→ AUFGABE
Kopiere aus dem Text über die Waldviertler Schuhe unten den Abschnitt Wort für Wort, beginnend bei „Der Chef der“ und endend bei „Europa und Afrika.“.

Auf meiner Weltenwanderung von Österreich nach Neuseeland war ich tausende Kilometer mit den Waldviertler Schuhen unterwegs. Das sind geniale Schuhe. Sie werden in einer kleinen Schuhwerkstatt im Waldviertel, im Norden von Österreich, erzeugt und sie können repariert werden. Einmal bin ich mit einem Paar Waldviertler Schuhen ca. 12.000 Kilometer unterwegs gewesen. Ein Schuhmacher hat alle 2.000 Kilometer eine neue Sohle aufgeklebt und dann konnte ich die Schuhe weiterverwenden.


 Nicht alle Stürme kommen, um dein Leben zu erschüttern. Manche kommen, um dir den Weg frei zu machen. 

Autor unbekannt

Der Chef der Waldviertler Werkstätten Heini Staudinger hat sich in den vergangenen Jahren aktiv an der Mitgestaltung des gesellschaftlichen Wandels beteiligt. Die Schuhwerkstatt wurde in ökologischer Bauweise errichtet, auf dem Dach gibt es eine große

Solaranlage, um die Energie und das Warmwasser für den Betrieb zu erzeugen. Heini Staudinger war Mitbegründer der Regionalwährung „der Waldviertler,“ um regionale Wirtschaftskreisläufe zu stärken. Die Waldviertler Werkstätten und ihr Kunden- und Freundeskreis fördern Sozial- und Umweltprojekte in Europa und Afrika.

In der Finanzierung ging das Unternehmen auch innovative Wege. Kunden konnten sich am Unternehmen oder am Ausbau der Solaranlage finanziell beteiligen und sich die Zinsen dafür in bar oder in Form von Schuhen oder Möbel auszahlen lassen. Dieses Finanzierungsmodell half das Bankenmonopol zu untergraben, was die Finanzmarktaufsicht in Wien auf den Plan rief einzuschreiten.

Heini Staudinger wollte eine Rechtsgrundlage erreichen, die Kleinanlegermodelle außerhalb der Bankenwelt möglich macht. Um dieser Forderung Nachdruck zu verleihen, wanderte ich zusammen mit einer Gruppe von Freunden und Unternehmern von der Schuhwerkstatt nach Wien. Dort sollte eine Kundgebung vor dem Parlament stattfinden. Als wir nach tagelangem unterwegs Sein in Wien eintrafen, betraten wir im Rahmen der offiziellen Öffnungszeiten das Gebäude der Finanzmarktaufsicht, um den Mitarbeitern mitzuteilen, dass es eine Kundgebung für eine Gesetzesnovelle vor dem Parlament geben würde. Da diese Änderungen auch die Finanzmarktaufsicht betrafen und vielleicht den einen oder anderen Mitarbeiter interessierten, luden wir sie dazu ein. Der Wachmann vom Dienst fand das aber überhaupt nicht lustig und begegnete uns sogleich mit Aggression. Wir erkannten, dass unsere Präsenz nicht dienlich war und verließen die Eingangshalle der Finanzmarktaufsicht.

Zeigedaten zu benannten Objekten:
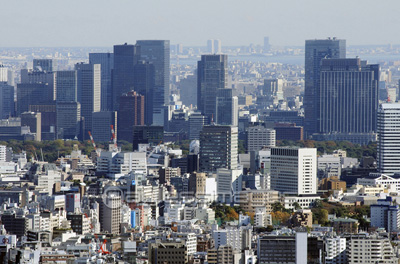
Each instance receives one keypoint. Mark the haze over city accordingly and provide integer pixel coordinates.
(49, 23)
(200, 132)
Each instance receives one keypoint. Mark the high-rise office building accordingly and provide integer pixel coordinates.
(41, 77)
(348, 99)
(210, 46)
(131, 113)
(34, 122)
(267, 46)
(6, 100)
(214, 46)
(89, 91)
(31, 93)
(294, 170)
(66, 86)
(68, 119)
(212, 74)
(3, 73)
(44, 65)
(157, 52)
(388, 128)
(106, 60)
(48, 118)
(196, 124)
(6, 75)
(273, 88)
(316, 50)
(227, 108)
(218, 148)
(153, 135)
(259, 137)
(101, 126)
(125, 58)
(144, 85)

→ LÖSUNG
Der Chef der Waldviertler Werkstätten Heini Staudinger hat sich in den vergangenen Jahren aktiv an der Mitgestaltung des gesellschaftlichen Wandels beteiligt. Die Schuhwerkstatt wurde in ökologischer Bauweise errichtet, auf dem Dach gibt es eine große

Solaranlage, um die Energie und das Warmwasser für den Betrieb zu erzeugen. Heini Staudinger war Mitbegründer der Regionalwährung „der Waldviertler,“ um regionale Wirtschaftskreisläufe zu stärken. Die Waldviertler Werkstätten und ihr Kunden- und Freundeskreis fördern Sozial- und Umweltprojekte in Europa und Afrika.